┌─ Document extract
Services Products Purchase Free Trial Partner Support About LoopIP Contact Us Home

Tutorial 5 > Next tutorial

NRS Tutorial: Site Search

Step 1: Create a collection

In admin under "Crawler|collection list", use the add collection form, select 'site' for type, and enter an arbitrary name, say 'LoopIP'. Click 'Add'.

Step 2: Edit the collection

Click on your new collection name. You can now edit the properties of the collection. Specify the url of the site you wish to crawl, for example: http://www.loopip.com/

Review some of the property settings:

  • stay on path: deselect this option unless your start URL points to a directory you wish to crawl exclusively.
  • stay on site: deselecting this option will make the crawler crawl links pointing off the site. Not recommended.
  • follow cgi: select this option if you have URL's that have '?' in them and are dynamically generated.
  • index forms: select this option to discover search forms on the site and present them as part of search results.
  • robot check: if your site has a robots.txt file that excludes all bots, you can skip the robots.txt check here.
  • coverage: you can control how deeply the crawler crawls. Specify a distance value that indicates how many crawl hops to allow from the start url. You can also specify the maximum number of pages to crawl.
  • politeness: the default politeness is 30 seconds per page on the same domain. To speed things up you can specify a smaller value.
  • history: as pages change over time you can indicate how many versions of the page to keep in the database. This allows differencing features on pages, showing what has changed over time.
    excludes: specify URL patterns to exclude from the crawl.
  • includes: specify URL patterns to include in the crawl. You can specify other domains that are allowed, even though you have 'stay on site' or 'stay on path' turned on.
└─
┌─ Supplied information
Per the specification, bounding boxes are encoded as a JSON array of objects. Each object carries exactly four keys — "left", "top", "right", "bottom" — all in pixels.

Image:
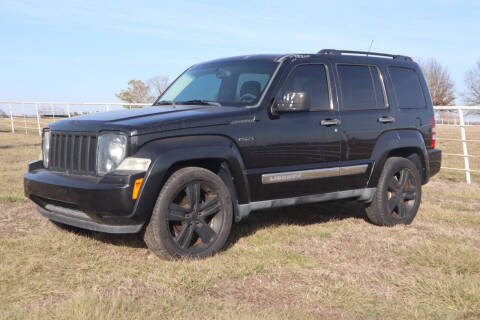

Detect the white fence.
└─
Given problem A:
In the site search tutorial, which property settings have descriptions that talk about selecting or deselecting "this option"? List them all.
Given problem B:
Write the next part of the site search tutorial, starting after the description of the includes setting.

Exercise response A:
stay on path, stay on site, follow cgi, index forms

Exercise response B:
Step 3: Start the Crawl

Click on the crawler tab, and click the 'Start' button next to start crawl. The crawl will start in a minute or so. By repeatedly clicking on the crawler tab you can find out the status of the crawl. You can stop it at any time. By default the crawler is set to run every night at midnight for 5 hours.

Step 4: Index full-text

Click on the crawler tab, and click on the 'Start' button next to reindex full text, if it has not already started. The full text indexing process can take anywhere from an hour or so, to several days if you have millions of documents.

Step 5: Create a template

After finishing the full-text indexing process you need to create a template in order to search against the index. Under "Crawler|Collection list|create template", select your collection and click 'Add'. Now click on the 'Templates' tab and you'll see your new template. Click on it and try some searches.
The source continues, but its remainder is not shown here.